> WORK TO COMPLETE: Can you revise the records from the first line up to and including the line with "x=189, y=270" by replacing "yellow throw pillow" with "orange throw pillow" and leaving everything else unchanged? Return only those lines.

Records:
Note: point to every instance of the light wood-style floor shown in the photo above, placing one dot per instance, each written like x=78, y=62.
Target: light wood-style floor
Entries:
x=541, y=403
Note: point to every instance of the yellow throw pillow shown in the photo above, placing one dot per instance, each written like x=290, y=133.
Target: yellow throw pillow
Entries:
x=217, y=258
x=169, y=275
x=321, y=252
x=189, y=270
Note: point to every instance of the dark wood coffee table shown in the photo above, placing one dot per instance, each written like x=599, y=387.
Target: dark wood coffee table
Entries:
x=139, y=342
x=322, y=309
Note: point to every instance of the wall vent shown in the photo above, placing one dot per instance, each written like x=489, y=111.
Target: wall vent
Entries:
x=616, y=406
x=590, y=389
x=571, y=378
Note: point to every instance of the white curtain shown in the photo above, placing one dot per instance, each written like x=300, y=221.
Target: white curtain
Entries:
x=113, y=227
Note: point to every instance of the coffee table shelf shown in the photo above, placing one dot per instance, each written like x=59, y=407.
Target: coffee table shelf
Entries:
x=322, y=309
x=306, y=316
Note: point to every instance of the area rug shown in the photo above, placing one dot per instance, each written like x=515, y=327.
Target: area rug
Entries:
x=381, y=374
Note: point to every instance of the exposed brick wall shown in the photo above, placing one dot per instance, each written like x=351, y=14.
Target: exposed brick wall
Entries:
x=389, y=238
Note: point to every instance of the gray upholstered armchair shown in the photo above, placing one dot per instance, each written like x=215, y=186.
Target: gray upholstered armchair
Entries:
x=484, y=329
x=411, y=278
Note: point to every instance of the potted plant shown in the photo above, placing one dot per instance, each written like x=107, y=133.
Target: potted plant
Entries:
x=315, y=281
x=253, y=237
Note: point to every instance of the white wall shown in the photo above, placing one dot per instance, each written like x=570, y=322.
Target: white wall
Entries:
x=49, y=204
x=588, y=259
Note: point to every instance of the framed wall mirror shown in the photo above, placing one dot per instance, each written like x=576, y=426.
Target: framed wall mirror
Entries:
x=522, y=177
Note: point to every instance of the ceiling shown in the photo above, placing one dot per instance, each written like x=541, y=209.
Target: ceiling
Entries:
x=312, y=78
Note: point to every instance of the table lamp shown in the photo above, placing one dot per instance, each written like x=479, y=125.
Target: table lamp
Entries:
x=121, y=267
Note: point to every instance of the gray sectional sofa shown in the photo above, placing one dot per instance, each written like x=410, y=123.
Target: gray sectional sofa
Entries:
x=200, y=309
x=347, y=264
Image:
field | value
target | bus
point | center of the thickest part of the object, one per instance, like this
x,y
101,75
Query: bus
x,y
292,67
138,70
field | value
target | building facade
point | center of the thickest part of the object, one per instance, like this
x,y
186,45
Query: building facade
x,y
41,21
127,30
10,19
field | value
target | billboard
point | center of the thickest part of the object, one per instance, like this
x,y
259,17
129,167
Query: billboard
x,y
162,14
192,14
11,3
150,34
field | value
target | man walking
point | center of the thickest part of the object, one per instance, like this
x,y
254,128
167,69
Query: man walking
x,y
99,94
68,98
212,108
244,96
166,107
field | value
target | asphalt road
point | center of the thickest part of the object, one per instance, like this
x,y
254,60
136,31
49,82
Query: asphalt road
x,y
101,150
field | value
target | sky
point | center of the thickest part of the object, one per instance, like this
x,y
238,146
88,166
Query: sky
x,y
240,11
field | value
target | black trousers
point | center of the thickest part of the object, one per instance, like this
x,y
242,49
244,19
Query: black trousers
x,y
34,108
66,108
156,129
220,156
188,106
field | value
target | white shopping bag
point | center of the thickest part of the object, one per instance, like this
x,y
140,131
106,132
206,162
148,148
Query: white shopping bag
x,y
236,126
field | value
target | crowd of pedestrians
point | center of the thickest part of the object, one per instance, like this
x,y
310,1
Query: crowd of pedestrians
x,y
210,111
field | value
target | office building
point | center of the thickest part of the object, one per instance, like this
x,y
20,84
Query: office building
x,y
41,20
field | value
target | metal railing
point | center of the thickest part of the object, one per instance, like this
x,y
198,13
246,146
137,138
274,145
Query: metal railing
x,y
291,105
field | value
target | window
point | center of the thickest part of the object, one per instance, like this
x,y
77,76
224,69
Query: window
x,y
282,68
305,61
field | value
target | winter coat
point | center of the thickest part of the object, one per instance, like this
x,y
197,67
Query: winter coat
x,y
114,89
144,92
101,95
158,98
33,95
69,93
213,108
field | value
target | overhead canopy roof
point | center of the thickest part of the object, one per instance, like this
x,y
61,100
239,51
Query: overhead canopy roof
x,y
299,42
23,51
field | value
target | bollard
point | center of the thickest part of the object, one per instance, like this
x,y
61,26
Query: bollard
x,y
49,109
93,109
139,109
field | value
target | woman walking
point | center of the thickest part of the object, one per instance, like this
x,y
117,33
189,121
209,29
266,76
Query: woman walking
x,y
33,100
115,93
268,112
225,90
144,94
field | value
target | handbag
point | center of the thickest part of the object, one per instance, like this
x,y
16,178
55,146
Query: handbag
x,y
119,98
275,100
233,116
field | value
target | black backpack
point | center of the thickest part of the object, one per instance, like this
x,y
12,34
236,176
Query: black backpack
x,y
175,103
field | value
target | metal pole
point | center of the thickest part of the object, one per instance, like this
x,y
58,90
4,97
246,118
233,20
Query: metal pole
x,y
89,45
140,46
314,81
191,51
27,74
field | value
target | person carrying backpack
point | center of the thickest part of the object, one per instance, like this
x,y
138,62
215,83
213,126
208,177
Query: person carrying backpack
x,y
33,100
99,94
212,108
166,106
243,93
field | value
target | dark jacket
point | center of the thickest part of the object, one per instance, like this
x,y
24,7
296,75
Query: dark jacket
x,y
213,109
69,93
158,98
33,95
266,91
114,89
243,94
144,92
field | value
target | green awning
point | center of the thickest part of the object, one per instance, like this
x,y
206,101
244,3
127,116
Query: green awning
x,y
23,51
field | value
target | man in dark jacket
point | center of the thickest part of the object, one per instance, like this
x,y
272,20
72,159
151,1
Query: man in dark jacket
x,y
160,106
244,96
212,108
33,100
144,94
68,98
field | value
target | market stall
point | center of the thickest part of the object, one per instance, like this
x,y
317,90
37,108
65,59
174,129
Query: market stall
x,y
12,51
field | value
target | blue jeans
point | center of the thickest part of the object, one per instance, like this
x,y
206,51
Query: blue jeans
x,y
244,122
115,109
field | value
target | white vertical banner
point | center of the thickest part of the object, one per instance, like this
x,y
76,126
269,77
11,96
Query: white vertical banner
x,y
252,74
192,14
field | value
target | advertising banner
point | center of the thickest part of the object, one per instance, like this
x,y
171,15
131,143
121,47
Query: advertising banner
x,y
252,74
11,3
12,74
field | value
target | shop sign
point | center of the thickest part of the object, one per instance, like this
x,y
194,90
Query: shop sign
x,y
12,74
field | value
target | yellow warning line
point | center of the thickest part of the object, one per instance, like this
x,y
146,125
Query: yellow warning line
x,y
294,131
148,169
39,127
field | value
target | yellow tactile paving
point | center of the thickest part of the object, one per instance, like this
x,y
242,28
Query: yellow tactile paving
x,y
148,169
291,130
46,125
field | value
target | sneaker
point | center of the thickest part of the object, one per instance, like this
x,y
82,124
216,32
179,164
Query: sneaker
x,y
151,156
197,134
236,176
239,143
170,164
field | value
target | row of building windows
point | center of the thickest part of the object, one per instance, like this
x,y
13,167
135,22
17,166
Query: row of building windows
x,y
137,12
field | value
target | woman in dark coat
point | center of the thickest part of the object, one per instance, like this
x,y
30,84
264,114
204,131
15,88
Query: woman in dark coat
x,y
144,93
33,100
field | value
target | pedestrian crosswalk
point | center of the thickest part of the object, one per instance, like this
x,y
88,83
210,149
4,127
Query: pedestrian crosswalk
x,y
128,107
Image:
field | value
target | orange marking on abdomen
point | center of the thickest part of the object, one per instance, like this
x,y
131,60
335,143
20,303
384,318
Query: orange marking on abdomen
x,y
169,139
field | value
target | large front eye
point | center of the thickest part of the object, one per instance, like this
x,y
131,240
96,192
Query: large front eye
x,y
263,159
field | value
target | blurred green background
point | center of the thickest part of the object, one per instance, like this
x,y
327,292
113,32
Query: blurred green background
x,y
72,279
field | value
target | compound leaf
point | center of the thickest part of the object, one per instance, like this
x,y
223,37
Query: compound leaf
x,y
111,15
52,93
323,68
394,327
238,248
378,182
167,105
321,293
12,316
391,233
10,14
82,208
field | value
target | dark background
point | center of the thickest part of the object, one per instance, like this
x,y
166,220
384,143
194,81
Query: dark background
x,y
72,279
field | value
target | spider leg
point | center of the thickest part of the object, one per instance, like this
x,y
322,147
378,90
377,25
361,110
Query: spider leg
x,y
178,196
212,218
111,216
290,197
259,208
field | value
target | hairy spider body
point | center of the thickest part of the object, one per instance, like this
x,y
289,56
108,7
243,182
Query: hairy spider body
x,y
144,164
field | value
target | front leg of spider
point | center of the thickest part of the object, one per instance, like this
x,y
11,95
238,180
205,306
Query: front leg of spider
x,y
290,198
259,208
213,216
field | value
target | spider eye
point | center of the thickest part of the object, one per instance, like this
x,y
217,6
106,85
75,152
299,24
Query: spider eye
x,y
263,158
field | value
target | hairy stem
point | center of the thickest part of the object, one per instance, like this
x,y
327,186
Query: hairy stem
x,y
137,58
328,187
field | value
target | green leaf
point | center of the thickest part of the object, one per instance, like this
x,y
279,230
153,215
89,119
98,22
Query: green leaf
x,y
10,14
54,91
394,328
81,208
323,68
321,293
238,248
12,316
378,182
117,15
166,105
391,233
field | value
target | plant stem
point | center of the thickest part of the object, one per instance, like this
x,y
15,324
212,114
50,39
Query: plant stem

> RESULT OF THIS EXERCISE:
Note: point to every instance of the light wood-style floor shown in the photo above, placing one dot per instance, each written like x=78, y=62.
Target: light wood-style floor
Entries:
x=541, y=403
Note: point to every instance of the orange throw pillow shown in the photo above, placing one dot per instance, each written like x=290, y=133.
Target: orange throw pillow
Entries:
x=217, y=258
x=169, y=275
x=321, y=252
x=189, y=270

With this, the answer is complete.